(Saved entries)
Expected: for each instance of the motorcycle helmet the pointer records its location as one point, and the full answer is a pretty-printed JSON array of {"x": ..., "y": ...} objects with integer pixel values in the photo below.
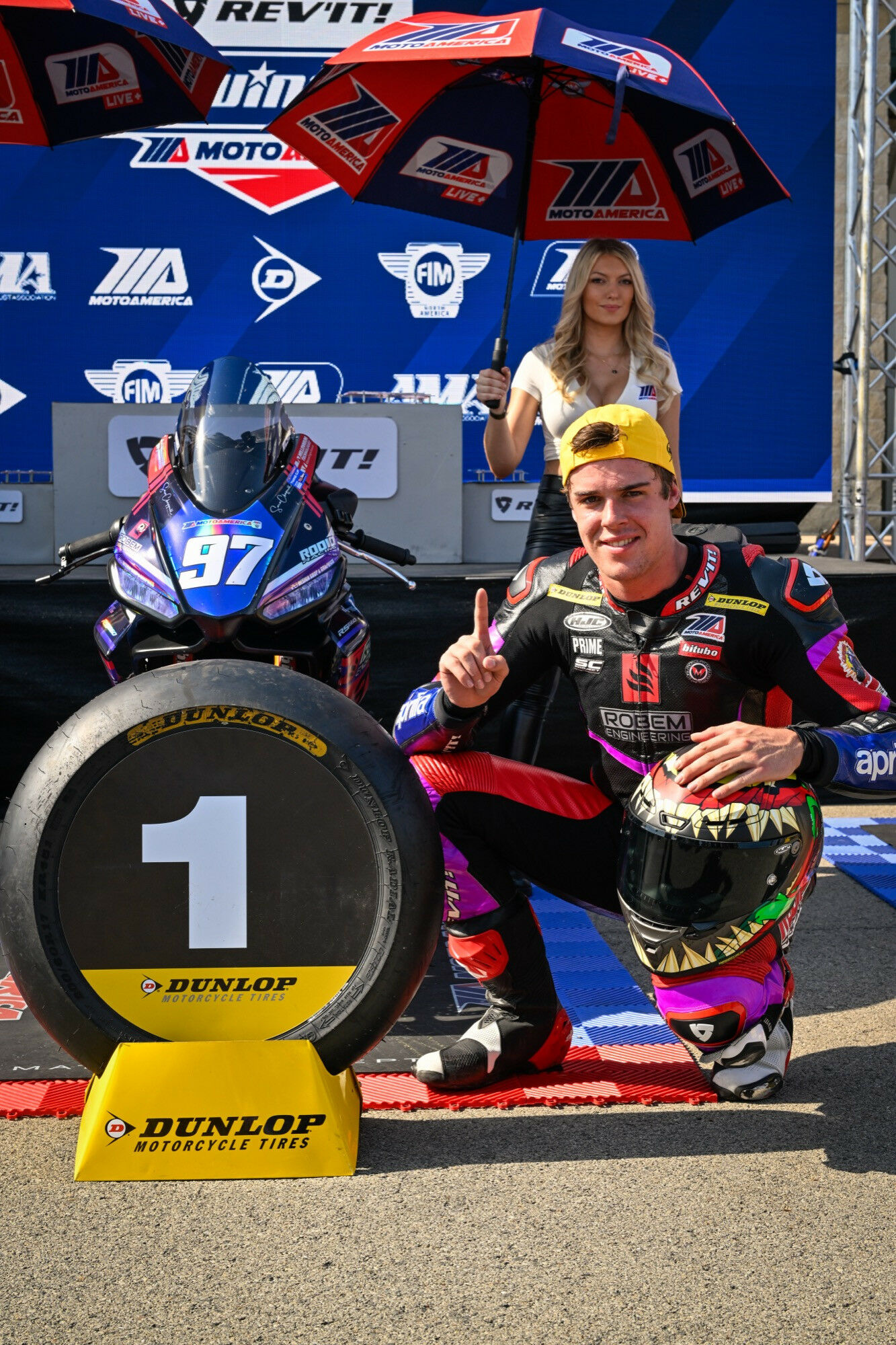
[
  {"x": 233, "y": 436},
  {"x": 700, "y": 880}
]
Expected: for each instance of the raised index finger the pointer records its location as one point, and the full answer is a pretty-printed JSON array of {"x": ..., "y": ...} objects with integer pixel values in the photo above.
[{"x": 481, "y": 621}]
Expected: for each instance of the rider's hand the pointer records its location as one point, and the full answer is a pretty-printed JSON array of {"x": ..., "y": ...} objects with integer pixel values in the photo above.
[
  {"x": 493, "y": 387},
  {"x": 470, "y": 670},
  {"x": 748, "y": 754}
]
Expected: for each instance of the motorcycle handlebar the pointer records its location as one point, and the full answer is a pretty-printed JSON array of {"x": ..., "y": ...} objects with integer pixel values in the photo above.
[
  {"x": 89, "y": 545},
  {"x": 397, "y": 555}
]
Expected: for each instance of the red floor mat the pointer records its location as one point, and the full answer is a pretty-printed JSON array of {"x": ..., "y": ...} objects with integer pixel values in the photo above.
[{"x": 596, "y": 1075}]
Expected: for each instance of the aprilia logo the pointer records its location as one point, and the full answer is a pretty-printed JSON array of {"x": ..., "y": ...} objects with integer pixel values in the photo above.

- Stated goal -
Copy the lines of the entries verbatim, from the line containing "Expected: for each instance of the red" through the end of the entries.

- Task solution -
Expected: for each instance of the red floor mat the pointer records its location as one point, and the full answer is a pretty-printed JSON array of {"x": ..., "y": ...} objects with integer pixel values in the photo above.
[{"x": 596, "y": 1075}]
Expected: for each instance of the aprilia logo the pointer records its location as one point, and the full answer is a pretty-printed JSON array of {"x": ..., "y": ...} objects with integer pixel values in the photo above.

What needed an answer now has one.